Provided data below:

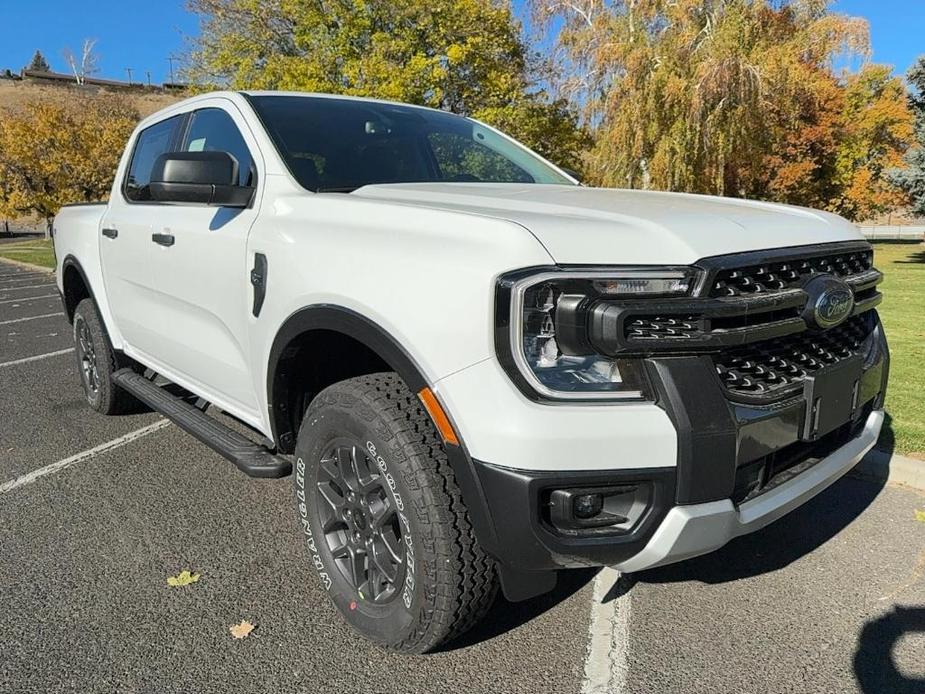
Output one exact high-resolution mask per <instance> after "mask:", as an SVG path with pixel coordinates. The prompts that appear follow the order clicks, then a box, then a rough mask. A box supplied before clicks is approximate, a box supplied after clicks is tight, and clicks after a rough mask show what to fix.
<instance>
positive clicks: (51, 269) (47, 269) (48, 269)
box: [0, 258, 55, 275]
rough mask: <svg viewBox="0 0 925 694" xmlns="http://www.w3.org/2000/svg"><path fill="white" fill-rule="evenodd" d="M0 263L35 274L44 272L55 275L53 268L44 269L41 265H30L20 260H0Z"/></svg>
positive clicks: (28, 263)
mask: <svg viewBox="0 0 925 694" xmlns="http://www.w3.org/2000/svg"><path fill="white" fill-rule="evenodd" d="M0 263H7V264H9V265H17V266H19V267H23V268H26V269H27V270H36V271H37V272H44V273H47V274H49V275H53V274H55V269H54V268H53V267H44V266H43V265H33V264H32V263H24V262H22V261H21V260H12V259H11V258H0Z"/></svg>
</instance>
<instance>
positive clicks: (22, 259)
mask: <svg viewBox="0 0 925 694" xmlns="http://www.w3.org/2000/svg"><path fill="white" fill-rule="evenodd" d="M0 258H9V259H10V260H19V261H20V262H23V263H32V264H33V265H41V266H42V267H50V268H53V267H54V266H55V254H54V251H53V250H52V247H51V239H48V240H45V239H30V240H28V241H18V242H16V243H0Z"/></svg>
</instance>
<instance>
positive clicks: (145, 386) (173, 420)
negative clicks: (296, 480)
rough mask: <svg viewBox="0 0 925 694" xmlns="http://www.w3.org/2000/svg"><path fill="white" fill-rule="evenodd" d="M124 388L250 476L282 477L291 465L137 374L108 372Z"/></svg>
mask: <svg viewBox="0 0 925 694" xmlns="http://www.w3.org/2000/svg"><path fill="white" fill-rule="evenodd" d="M112 380H113V381H115V382H116V383H117V384H119V386H120V387H121V388H124V389H125V390H127V391H128V392H129V393H131V394H132V395H134V396H135V397H136V398H138V399H139V400H141V401H142V402H143V403H144V404H145V405H147V406H148V407H150V408H151V409H153V410H156V411H157V412H160V413H161V414H162V415H164V416H165V417H167V419H169V420H170V421H172V422H173V423H174V424H176V425H177V426H178V427H180V428H181V429H183V430H184V431H186V432H187V433H189V434H192V435H193V436H195V437H196V438H197V439H199V440H200V441H202V442H203V443H204V444H206V445H207V446H209V447H210V448H212V449H214V450H215V451H216V452H217V453H220V454H221V455H223V456H224V457H225V458H227V459H228V460H230V461H231V462H232V463H234V464H235V465H237V466H238V468H239V469H240V470H241V471H242V472H243V473H244V474H246V475H249V476H250V477H285V476H286V475H288V474H289V473H290V472H292V464H291V463H290V462H289V461H287V460H284V459H283V458H280V457H278V456H276V455H274V454H273V453H272V452H271V451H270V450H269V449H267V448H266V447H264V446H261V445H260V444H257V443H254V442H253V441H251V440H250V439H248V438H247V437H246V436H243V435H241V434H239V433H238V432H236V431H235V430H234V429H230V428H229V427H227V426H225V425H224V424H222V423H221V422H218V421H216V420H214V419H212V418H211V417H210V416H208V415H207V414H205V413H204V412H202V411H200V410H198V409H196V408H195V407H193V406H192V405H190V404H188V403H186V402H185V401H184V400H182V399H180V398H178V397H177V396H175V395H171V394H170V393H168V392H167V391H166V390H164V389H163V388H161V387H160V386H158V385H155V384H154V383H152V382H151V381H149V380H148V379H147V378H145V377H144V376H142V375H141V374H139V373H137V372H135V371H132V370H131V369H120V370H119V371H117V372H116V373H114V374H113V375H112Z"/></svg>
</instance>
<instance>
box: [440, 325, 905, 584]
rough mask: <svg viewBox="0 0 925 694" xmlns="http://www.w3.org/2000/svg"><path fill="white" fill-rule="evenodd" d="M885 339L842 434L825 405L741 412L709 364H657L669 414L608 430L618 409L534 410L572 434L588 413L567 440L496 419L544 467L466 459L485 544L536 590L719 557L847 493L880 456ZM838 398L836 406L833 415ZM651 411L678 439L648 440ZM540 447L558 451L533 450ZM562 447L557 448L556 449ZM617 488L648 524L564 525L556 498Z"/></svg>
mask: <svg viewBox="0 0 925 694" xmlns="http://www.w3.org/2000/svg"><path fill="white" fill-rule="evenodd" d="M878 330H880V329H879V327H878ZM878 335H879V336H880V340H881V341H880V344H879V346H878V349H877V350H876V352H875V353H873V355H872V356H871V358H870V359H869V360H868V361H867V362H866V363H865V365H864V369H863V373H862V375H861V377H860V379H859V380H858V381H857V382H856V388H855V389H854V397H853V398H851V401H850V404H846V403H845V401H844V399H842V400H837V401H838V402H841V403H842V411H843V412H848V411H850V415H847V414H846V415H844V416H845V417H847V419H838V420H837V422H836V423H837V424H838V426H836V427H835V428H834V429H829V428H826V429H823V430H821V431H817V429H816V428H814V427H812V426H811V423H812V421H813V419H812V417H810V416H809V411H808V410H809V404H810V403H812V402H814V401H815V399H814V395H817V394H818V392H819V391H816V390H811V389H808V393H807V395H806V396H804V397H794V398H788V399H786V400H783V401H780V402H776V403H772V404H762V405H752V404H748V403H741V402H734V401H732V400H730V399H729V398H728V397H727V396H726V394H725V393H724V391H723V389H722V386H721V385H720V383H719V379H718V377H717V375H716V372H715V370H714V369H713V364H712V361H710V360H709V358H706V357H702V356H678V357H667V358H658V359H650V360H647V368H648V369H649V370H650V378H651V380H652V382H653V385H654V386H655V388H656V391H657V394H658V399H657V402H656V403H655V404H654V405H653V404H648V405H645V406H637V407H632V408H626V407H624V406H614V407H612V408H607V410H608V411H607V412H606V419H605V412H604V409H605V408H600V407H596V406H592V407H589V408H587V409H586V410H584V412H582V413H580V414H583V415H584V417H583V418H582V417H580V414H579V413H575V410H579V409H580V408H575V407H561V408H559V407H551V406H548V405H537V404H533V403H530V404H529V405H526V406H525V407H523V408H522V410H524V411H525V413H526V414H534V413H536V412H539V413H541V414H543V415H546V414H547V413H548V414H549V416H550V417H551V418H552V419H555V418H556V416H558V418H559V419H560V420H562V419H568V418H567V417H565V415H566V414H573V413H575V419H576V421H574V422H571V424H572V425H573V426H572V427H570V430H569V431H567V432H564V431H562V430H561V428H559V427H555V426H550V427H549V429H544V428H542V427H539V428H534V429H531V430H529V431H524V430H523V429H520V427H519V426H513V427H512V426H511V425H512V424H515V425H516V424H517V423H518V419H517V414H516V412H515V411H512V413H511V416H510V417H497V416H496V414H494V413H497V412H498V411H504V410H501V409H498V408H492V409H490V410H489V411H490V412H491V413H493V414H492V415H491V416H492V417H493V421H494V423H495V424H494V426H495V427H496V428H498V429H506V431H505V433H506V434H507V435H508V436H511V437H514V436H515V435H516V436H517V437H518V438H519V440H520V441H521V442H524V443H523V446H524V447H525V448H528V449H530V451H531V453H533V454H534V455H535V456H536V458H537V459H541V460H542V461H543V463H544V464H543V465H542V466H541V465H537V466H536V467H534V468H533V469H524V468H523V467H519V466H511V465H507V464H505V463H506V462H507V460H506V459H505V458H501V460H505V463H501V464H496V463H500V462H501V461H500V460H497V459H496V460H492V459H490V458H489V459H488V460H491V463H488V462H482V460H485V458H482V459H481V460H480V459H479V458H481V456H477V455H472V456H471V457H468V456H466V455H464V453H463V452H462V451H460V454H459V456H458V457H459V460H457V461H456V464H455V465H454V468H455V469H456V470H457V478H458V479H459V480H460V483H461V484H464V486H466V485H467V484H468V486H467V488H466V489H464V490H463V491H464V492H465V497H466V499H467V504H468V505H469V506H470V511H472V514H471V515H473V516H474V518H473V522H474V524H475V525H476V529H477V531H478V533H479V539H480V542H481V543H482V545H483V546H484V547H485V549H486V550H487V551H488V552H489V553H491V554H492V555H493V556H495V557H496V558H497V559H498V560H499V562H500V564H501V566H502V579H504V576H505V570H506V569H513V570H514V571H516V572H520V573H521V574H524V576H522V578H524V579H525V581H526V582H529V581H530V580H532V579H531V578H530V577H531V576H533V577H537V576H538V574H539V573H540V572H544V571H546V572H548V571H550V570H555V569H560V568H571V567H583V566H605V565H608V566H616V567H618V568H620V569H622V570H624V571H640V570H643V569H647V568H651V567H654V566H659V565H662V564H667V563H671V562H675V561H680V560H683V559H686V558H688V557H693V556H697V555H699V554H704V553H707V552H710V551H712V550H714V549H717V548H718V547H721V546H722V545H724V544H725V543H727V542H728V541H729V540H730V539H732V538H734V537H737V536H739V535H743V534H746V533H749V532H752V531H754V530H757V529H759V528H761V527H763V526H765V525H767V524H768V523H771V522H772V521H774V520H776V519H778V518H780V517H781V516H783V515H784V514H786V513H788V512H789V511H791V510H793V509H794V508H796V507H797V506H799V505H800V504H802V503H804V502H805V501H807V500H808V499H809V498H811V497H812V496H814V495H815V494H817V493H818V492H820V491H821V490H823V489H824V488H825V487H827V486H828V485H829V484H831V483H833V482H834V481H835V480H837V479H838V478H839V477H840V476H841V475H843V474H844V473H845V472H846V471H847V470H849V469H850V468H851V467H852V466H853V465H854V464H856V463H857V462H858V461H860V459H861V458H862V457H863V456H864V454H865V453H866V452H867V451H868V450H869V449H870V448H871V447H873V445H874V444H875V442H876V440H877V437H878V435H879V432H880V428H881V426H882V423H883V411H882V407H883V401H884V394H885V391H886V384H887V379H888V374H889V351H888V348H887V345H886V342H885V339H883V337H882V331H881V332H878ZM490 389H491V384H490V380H483V381H482V391H483V393H484V392H485V391H486V390H490ZM457 392H458V391H457ZM836 395H837V393H836ZM827 398H829V396H828V395H824V396H823V397H822V401H823V403H831V402H832V400H830V399H827ZM645 408H648V409H645ZM824 408H825V405H823V411H824ZM651 410H656V411H658V412H660V413H661V414H662V416H664V417H665V418H666V419H668V420H669V421H670V423H671V434H670V435H669V436H670V438H668V436H666V435H664V434H662V435H653V431H651V430H648V429H647V427H648V423H649V422H650V421H653V420H651V419H650V418H648V417H644V416H640V415H643V414H644V413H645V414H649V413H650V412H651ZM634 415H635V416H634ZM580 419H583V420H584V421H583V422H581V423H583V424H588V422H591V423H592V424H593V426H592V427H591V432H592V436H591V445H588V442H587V441H586V440H585V436H584V433H585V431H587V429H585V428H583V427H582V428H579V427H578V426H577V425H578V424H579V421H578V420H580ZM654 421H655V422H658V420H654ZM550 424H551V422H550ZM559 424H560V425H561V421H560V422H559ZM658 424H659V425H661V423H660V422H658ZM634 425H635V426H634ZM531 431H535V432H536V434H535V435H534V434H532V433H530V432H531ZM624 435H625V438H624ZM534 437H535V438H536V439H538V440H539V441H542V442H543V444H544V445H542V446H534V445H533V444H531V443H530V442H531V441H533V439H534ZM550 438H553V439H554V442H550V443H549V445H546V441H547V439H550ZM666 438H667V441H666ZM605 439H606V440H605ZM666 444H670V445H672V447H673V448H674V450H675V452H676V457H673V459H668V460H666V458H667V455H666V453H667V451H665V450H663V449H664V448H665V446H666ZM470 452H474V451H470ZM592 453H593V455H589V454H592ZM515 457H516V456H515ZM589 461H590V463H591V465H588V462H589ZM605 465H606V467H605ZM466 468H468V469H469V470H471V471H472V474H470V475H466V474H465V472H464V470H465V469H466ZM615 485H617V486H619V485H623V486H633V485H638V486H639V487H641V488H643V489H645V493H644V494H643V495H641V497H640V499H641V501H640V505H637V508H642V505H644V506H645V508H644V511H643V512H640V513H638V514H637V515H635V516H634V517H633V518H632V521H631V522H629V523H627V524H625V525H624V526H623V527H619V528H617V527H611V528H604V529H601V531H600V532H568V530H567V529H564V528H563V526H561V525H557V518H556V517H555V515H554V514H553V513H552V512H551V511H550V507H551V506H553V505H554V504H552V503H551V501H552V499H553V495H554V494H557V493H560V492H561V491H565V492H570V491H574V490H588V489H590V490H593V489H595V488H596V487H604V488H607V487H614V486H615ZM470 499H481V500H482V502H481V503H476V504H473V503H471V502H470V501H469V500H470ZM506 590H507V589H506Z"/></svg>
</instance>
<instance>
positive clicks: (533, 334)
mask: <svg viewBox="0 0 925 694" xmlns="http://www.w3.org/2000/svg"><path fill="white" fill-rule="evenodd" d="M693 280H694V275H693V271H692V270H688V269H674V268H670V269H664V270H662V269H654V270H653V269H626V270H587V271H574V272H573V271H561V272H539V273H535V274H524V273H517V274H513V275H508V276H505V277H502V278H501V280H500V282H499V287H498V305H497V310H498V319H499V326H498V327H499V333H498V339H497V342H498V351H499V357H501V359H502V362H509V363H506V364H505V365H506V366H508V367H510V366H513V367H515V368H516V372H514V371H513V369H510V368H509V371H511V372H512V375H514V376H515V380H516V381H518V385H520V386H521V388H522V389H523V386H524V385H527V386H529V388H530V389H531V390H532V391H533V392H535V393H536V394H538V395H540V396H541V397H544V398H548V399H554V400H633V399H643V398H645V397H647V393H646V379H645V375H644V373H643V369H642V366H641V363H640V362H639V360H631V359H613V358H610V357H607V356H605V355H602V354H599V353H597V352H596V351H595V349H594V348H593V347H592V346H591V344H590V342H589V340H588V325H587V323H586V316H587V315H588V309H589V307H590V306H592V305H594V304H595V303H596V302H600V301H617V300H620V299H623V298H625V299H634V300H639V299H644V298H645V297H671V296H683V295H686V294H688V293H689V292H690V289H691V286H692V284H693Z"/></svg>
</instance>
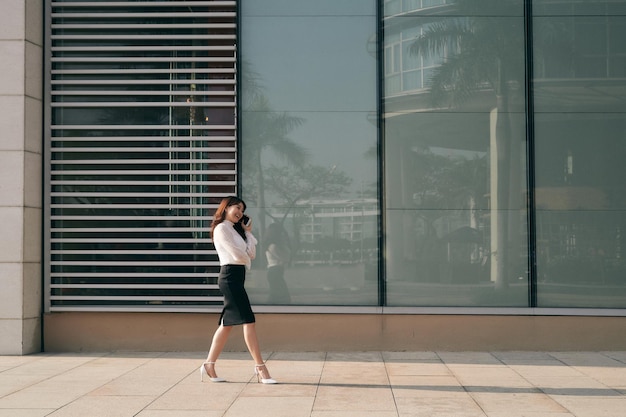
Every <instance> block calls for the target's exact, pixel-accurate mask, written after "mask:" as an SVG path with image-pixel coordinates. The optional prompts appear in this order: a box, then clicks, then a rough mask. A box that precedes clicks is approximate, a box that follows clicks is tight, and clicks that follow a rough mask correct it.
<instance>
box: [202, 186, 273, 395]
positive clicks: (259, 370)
mask: <svg viewBox="0 0 626 417" xmlns="http://www.w3.org/2000/svg"><path fill="white" fill-rule="evenodd" d="M245 210H246V204H245V203H244V202H243V200H241V199H240V198H238V197H226V198H224V199H223V200H222V202H221V203H220V205H219V207H218V208H217V210H216V212H215V215H214V217H213V223H211V235H212V237H213V244H214V245H215V249H216V250H217V256H218V257H219V260H220V273H219V276H218V285H219V288H220V291H221V292H222V294H223V295H224V309H223V310H222V314H221V316H220V322H219V327H218V328H217V330H216V331H215V334H214V335H213V341H212V343H211V348H210V349H209V356H208V357H207V360H206V361H205V362H204V363H203V364H202V366H201V367H200V380H201V381H203V380H204V376H207V377H208V378H209V379H210V380H211V381H212V382H224V381H225V380H224V379H223V378H220V377H218V376H217V374H216V373H215V361H216V360H217V358H218V357H219V355H220V353H222V350H223V349H224V345H225V344H226V341H227V340H228V336H229V335H230V332H231V330H232V329H233V326H236V325H240V324H241V325H243V337H244V340H245V342H246V346H247V347H248V350H249V351H250V354H251V355H252V358H253V359H254V361H255V367H254V374H255V375H256V376H257V381H258V382H262V383H264V384H275V383H276V381H275V380H274V379H272V377H271V376H270V373H269V371H268V370H267V367H266V366H265V362H263V357H262V356H261V350H260V348H259V341H258V339H257V335H256V328H255V318H254V313H253V312H252V308H251V306H250V300H249V299H248V294H247V293H246V290H245V288H244V282H245V279H246V269H250V264H251V262H252V260H253V259H254V257H255V255H256V243H257V240H256V238H255V237H254V236H253V235H252V232H251V230H252V222H251V221H249V219H248V218H247V216H245V218H246V219H247V223H246V224H244V223H243V222H242V221H241V220H242V219H243V218H244V214H243V213H244V211H245Z"/></svg>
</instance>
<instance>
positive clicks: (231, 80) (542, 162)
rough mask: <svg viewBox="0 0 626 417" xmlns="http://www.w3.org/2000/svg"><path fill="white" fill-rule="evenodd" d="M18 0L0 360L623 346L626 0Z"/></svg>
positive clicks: (9, 99)
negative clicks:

End of Provided data.

→ Problem statement:
Output the material above exactly, but only from the line that carries "positive clicks: (22, 259)" through the line that carries "negative clicks: (296, 480)".

→ Solution to this exercise:
positive clicks: (22, 259)
mask: <svg viewBox="0 0 925 694" xmlns="http://www.w3.org/2000/svg"><path fill="white" fill-rule="evenodd" d="M0 258H9V259H10V260H19V261H20V262H23V263H32V264H33V265H41V266H42V267H50V268H53V267H54V266H55V254H54V251H53V250H52V247H51V239H48V240H45V239H30V240H28V241H18V242H16V243H0Z"/></svg>
</instance>
<instance>
positive clicks: (145, 386) (173, 420)
negative clicks: (296, 480)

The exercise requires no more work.